Task requirements:
A. Summarize the thread on conditional expectation in two sentences.
B. Quote the thread on conditional expectation word for word, from "Is this statement" up to and including "when $y_1\neq y_2$.".

Text passage:
For random variables $X$ and $Y$, I would like to simplify expression $E[X \, \vert \, Y = y_1 \, \lor \, Y = y_2]$. Idea is getting rid of "or" statement from condition of expectation.
Is this statement valid? \begin{aligned} E[X \, \vert \, Y = y_1 \, \lor \, Y = y_2] &= E[X \, \vert \, Y = y_1] \cdot P[Y = y_1 \, \vert \, Y = y_1 \, \lor \, Y = y_2] \\ &+ E[X \, \vert \, Y = y_2] \cdot P[Y = y_2 \, \vert \, Y = y_1 \, \lor \, Y = y_2] \end{aligned}
Yes. Basically, when $U$ and $V$ are disjoint events, with non-zero measure: $$\begin{align}\mathsf E(X\mid U\cup V)&=\dfrac{\mathsf E(X\mathbf 1_{U\cup V})}{\mathsf P(U\cup V)}\\[1ex]&=\dfrac{\mathsf E(X\mathbf 1_U)+\mathsf E(X\mathbf 1_V)}{\mathsf P(U\cup V)}\\[1ex]&=\dfrac{\mathsf E(X\mid U)\,\mathsf P(U)+\mathsf E(X\mid V)\,\mathsf P(V)}{\mathsf P(U\cup V)}\\[1ex]&=\mathsf E(X\mid U)\,\mathsf P(U\mid U\cup V)+\mathsf E(X\mid V)\,\mathsf P(V\mid U\cup V)\end{align}$$
It is just the Law of Total Expectation applied over a conditioning event. So when $y_1\neq y_2$.
$$\mathsf E(X\mid Y{\in}\{y_1,y_2\})= {\mathsf E(X\mid Y{=}y_1)\mathsf P(Y{=}y_1\mid Y{\in}\{y_1,y_2\})+\mathsf E(X\mid Y{=}y_1)\mathsf P(Y{=}y_1\mid Y{\in}\{y_1,y_2\})}$$

Given information:
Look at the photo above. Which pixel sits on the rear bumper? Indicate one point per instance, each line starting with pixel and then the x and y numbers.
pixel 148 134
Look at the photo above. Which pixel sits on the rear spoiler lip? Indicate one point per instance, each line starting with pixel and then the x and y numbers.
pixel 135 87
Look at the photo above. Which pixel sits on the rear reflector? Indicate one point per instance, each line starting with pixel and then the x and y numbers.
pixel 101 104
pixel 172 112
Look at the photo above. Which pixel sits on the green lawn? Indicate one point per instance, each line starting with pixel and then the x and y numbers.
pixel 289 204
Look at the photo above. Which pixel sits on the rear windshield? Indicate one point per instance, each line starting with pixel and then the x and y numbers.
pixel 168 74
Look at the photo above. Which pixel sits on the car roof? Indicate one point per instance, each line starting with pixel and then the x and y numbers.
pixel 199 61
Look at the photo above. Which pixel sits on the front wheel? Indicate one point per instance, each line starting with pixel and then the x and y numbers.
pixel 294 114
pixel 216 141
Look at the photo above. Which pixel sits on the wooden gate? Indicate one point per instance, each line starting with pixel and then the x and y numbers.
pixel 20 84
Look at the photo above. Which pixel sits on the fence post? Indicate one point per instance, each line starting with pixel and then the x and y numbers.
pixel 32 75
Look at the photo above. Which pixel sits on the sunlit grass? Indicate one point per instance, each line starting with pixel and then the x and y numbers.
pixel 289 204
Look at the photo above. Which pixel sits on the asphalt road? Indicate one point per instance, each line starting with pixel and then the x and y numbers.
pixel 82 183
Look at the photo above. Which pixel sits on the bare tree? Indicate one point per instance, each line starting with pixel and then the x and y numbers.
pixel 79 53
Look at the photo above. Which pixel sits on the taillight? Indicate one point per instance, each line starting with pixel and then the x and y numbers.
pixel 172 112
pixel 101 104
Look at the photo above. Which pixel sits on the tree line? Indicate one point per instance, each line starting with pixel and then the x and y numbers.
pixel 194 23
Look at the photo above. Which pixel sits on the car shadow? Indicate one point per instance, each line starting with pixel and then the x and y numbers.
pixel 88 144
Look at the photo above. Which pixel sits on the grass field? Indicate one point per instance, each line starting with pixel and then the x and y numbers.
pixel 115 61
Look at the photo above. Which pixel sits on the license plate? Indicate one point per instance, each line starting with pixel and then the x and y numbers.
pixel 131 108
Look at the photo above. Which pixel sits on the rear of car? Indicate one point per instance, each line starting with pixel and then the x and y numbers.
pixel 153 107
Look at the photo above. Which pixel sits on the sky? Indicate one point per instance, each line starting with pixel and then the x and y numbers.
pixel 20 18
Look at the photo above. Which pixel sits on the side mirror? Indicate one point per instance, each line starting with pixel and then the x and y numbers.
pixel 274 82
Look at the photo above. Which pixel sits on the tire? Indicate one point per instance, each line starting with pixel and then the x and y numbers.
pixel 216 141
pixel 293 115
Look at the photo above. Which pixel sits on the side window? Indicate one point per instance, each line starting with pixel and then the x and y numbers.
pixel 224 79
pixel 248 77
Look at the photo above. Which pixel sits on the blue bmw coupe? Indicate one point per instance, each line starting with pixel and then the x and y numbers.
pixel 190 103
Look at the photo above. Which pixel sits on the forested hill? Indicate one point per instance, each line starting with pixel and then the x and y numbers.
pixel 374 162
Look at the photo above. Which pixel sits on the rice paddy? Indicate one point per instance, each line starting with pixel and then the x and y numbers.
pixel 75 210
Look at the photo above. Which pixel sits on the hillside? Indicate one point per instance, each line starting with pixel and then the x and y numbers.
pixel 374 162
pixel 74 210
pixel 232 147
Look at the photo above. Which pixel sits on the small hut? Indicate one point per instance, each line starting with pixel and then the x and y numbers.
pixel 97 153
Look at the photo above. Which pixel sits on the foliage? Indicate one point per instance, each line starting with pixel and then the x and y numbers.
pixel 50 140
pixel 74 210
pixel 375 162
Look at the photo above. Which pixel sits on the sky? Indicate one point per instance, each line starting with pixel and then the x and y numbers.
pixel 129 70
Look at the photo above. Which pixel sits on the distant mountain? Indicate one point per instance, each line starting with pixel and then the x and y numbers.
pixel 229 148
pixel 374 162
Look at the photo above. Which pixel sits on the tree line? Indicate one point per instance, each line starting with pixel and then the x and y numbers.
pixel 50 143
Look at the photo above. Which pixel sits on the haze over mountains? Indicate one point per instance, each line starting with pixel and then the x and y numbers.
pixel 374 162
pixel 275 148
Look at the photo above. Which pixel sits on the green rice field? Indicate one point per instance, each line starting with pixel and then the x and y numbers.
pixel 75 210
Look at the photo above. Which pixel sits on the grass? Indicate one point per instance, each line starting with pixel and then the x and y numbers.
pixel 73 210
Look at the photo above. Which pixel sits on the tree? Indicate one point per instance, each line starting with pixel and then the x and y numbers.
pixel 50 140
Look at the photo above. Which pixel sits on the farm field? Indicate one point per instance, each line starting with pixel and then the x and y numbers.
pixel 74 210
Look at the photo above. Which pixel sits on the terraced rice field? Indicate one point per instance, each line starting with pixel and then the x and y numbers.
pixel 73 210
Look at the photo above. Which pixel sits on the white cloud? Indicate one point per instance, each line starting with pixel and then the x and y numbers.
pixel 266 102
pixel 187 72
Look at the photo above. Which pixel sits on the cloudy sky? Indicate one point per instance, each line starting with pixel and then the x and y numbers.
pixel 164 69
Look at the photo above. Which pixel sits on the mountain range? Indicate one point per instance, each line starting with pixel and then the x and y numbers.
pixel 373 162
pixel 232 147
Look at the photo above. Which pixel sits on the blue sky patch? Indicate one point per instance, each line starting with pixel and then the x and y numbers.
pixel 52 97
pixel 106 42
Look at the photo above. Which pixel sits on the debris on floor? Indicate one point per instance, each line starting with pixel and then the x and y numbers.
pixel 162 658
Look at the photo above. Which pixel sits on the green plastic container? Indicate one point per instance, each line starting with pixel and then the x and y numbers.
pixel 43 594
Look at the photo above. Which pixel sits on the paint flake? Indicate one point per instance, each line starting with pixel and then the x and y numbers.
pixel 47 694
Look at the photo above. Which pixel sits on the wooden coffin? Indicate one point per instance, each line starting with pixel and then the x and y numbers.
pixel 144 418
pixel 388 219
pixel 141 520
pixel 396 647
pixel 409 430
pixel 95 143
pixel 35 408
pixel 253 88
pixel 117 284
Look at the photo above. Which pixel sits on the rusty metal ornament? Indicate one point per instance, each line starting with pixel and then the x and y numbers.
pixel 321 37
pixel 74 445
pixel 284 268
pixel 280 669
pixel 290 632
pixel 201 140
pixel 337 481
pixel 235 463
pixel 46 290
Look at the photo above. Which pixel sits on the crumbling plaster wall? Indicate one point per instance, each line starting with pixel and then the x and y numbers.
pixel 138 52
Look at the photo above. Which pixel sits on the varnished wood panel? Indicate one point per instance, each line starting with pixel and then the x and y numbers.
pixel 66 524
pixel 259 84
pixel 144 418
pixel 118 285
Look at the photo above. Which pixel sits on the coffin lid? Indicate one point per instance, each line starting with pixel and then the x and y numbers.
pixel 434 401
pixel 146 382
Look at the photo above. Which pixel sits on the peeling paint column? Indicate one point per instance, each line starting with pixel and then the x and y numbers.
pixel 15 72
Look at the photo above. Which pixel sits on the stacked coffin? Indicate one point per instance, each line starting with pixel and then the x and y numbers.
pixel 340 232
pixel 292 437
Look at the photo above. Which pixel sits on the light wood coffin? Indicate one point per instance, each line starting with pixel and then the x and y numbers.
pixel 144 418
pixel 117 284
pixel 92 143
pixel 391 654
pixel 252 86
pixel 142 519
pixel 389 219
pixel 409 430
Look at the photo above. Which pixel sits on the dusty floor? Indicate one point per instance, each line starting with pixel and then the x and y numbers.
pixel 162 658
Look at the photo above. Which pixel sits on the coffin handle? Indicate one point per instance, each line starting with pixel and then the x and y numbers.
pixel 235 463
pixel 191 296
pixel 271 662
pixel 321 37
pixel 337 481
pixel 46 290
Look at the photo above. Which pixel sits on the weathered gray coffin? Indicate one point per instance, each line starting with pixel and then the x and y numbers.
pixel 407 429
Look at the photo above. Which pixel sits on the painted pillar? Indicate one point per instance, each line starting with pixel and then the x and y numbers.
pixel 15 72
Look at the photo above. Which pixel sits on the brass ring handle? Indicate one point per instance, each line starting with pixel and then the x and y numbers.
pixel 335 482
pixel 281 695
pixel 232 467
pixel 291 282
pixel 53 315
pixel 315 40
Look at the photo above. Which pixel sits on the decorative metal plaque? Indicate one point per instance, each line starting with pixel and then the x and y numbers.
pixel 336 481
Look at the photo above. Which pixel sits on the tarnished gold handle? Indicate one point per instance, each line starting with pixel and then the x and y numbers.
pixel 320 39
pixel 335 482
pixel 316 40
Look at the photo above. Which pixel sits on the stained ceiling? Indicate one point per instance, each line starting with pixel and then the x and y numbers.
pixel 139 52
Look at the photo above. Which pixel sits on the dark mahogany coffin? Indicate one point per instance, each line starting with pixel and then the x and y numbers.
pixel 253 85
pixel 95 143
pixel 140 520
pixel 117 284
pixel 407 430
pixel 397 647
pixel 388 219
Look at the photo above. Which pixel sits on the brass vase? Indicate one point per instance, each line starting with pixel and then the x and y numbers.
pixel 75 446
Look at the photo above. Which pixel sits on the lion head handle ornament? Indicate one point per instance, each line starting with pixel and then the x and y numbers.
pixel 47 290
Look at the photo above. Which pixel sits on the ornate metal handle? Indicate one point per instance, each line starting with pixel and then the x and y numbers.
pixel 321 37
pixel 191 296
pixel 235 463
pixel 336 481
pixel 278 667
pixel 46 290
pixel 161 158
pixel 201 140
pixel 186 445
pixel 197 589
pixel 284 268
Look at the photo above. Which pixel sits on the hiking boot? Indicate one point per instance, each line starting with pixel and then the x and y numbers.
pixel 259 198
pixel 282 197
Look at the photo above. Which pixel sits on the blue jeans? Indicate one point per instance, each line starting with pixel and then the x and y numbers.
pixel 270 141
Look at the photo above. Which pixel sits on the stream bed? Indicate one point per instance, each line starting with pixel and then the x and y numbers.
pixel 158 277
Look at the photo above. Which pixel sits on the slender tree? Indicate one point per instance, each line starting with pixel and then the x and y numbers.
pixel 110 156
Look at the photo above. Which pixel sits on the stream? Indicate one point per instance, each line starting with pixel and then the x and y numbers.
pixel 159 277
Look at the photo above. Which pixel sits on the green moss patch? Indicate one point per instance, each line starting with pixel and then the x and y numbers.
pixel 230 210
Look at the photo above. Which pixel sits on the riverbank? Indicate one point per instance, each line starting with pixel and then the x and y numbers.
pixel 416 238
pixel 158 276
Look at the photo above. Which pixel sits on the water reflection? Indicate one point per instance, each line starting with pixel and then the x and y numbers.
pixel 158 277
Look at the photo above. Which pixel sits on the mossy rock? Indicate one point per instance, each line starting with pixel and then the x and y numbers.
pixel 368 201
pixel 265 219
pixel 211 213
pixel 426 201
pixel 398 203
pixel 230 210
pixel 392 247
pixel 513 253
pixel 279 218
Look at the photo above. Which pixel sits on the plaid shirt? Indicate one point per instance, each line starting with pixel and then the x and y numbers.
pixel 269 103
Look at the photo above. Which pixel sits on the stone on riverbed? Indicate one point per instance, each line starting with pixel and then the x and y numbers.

Solutions below:
A. A user asks whether the expectation of X given that Y equals y1 or y2 can be rewritten without the "or" as the sum of each conditional expectation E[X | Y = yi] weighted by the probability that Y = yi given the same "or" condition. The reply confirms this for disjoint events of non-zero measure and shows that the conditional expectation given their union splits into such a weighted sum, calling it the Law of Total Expectation applied over a conditioning event.

B.
Is this statement valid? \begin{aligned} E[X \, \vert \, Y = y_1 \, \lor \, Y = y_2] &= E[X \, \vert \, Y = y_1] \cdot P[Y = y_1 \, \vert \, Y = y_1 \, \lor \, Y = y_2] \\ &+ E[X \, \vert \, Y = y_2] \cdot P[Y = y_2 \, \vert \, Y = y_1 \, \lor \, Y = y_2] \end{aligned}
Yes. Basically, when $U$ and $V$ are disjoint events, with non-zero measure: $$\begin{align}\mathsf E(X\mid U\cup V)&=\dfrac{\mathsf E(X\mathbf 1_{U\cup V})}{\mathsf P(U\cup V)}\\[1ex]&=\dfrac{\mathsf E(X\mathbf 1_U)+\mathsf E(X\mathbf 1_V)}{\mathsf P(U\cup V)}\\[1ex]&=\dfrac{\mathsf E(X\mid U)\,\mathsf P(U)+\mathsf E(X\mid V)\,\mathsf P(V)}{\mathsf P(U\cup V)}\\[1ex]&=\mathsf E(X\mid U)\,\mathsf P(U\mid U\cup V)+\mathsf E(X\mid V)\,\mathsf P(V\mid U\cup V)\end{align}$$
It is just the Law of Total Expectation applied over a conditioning event. So when $y_1\neq y_2$.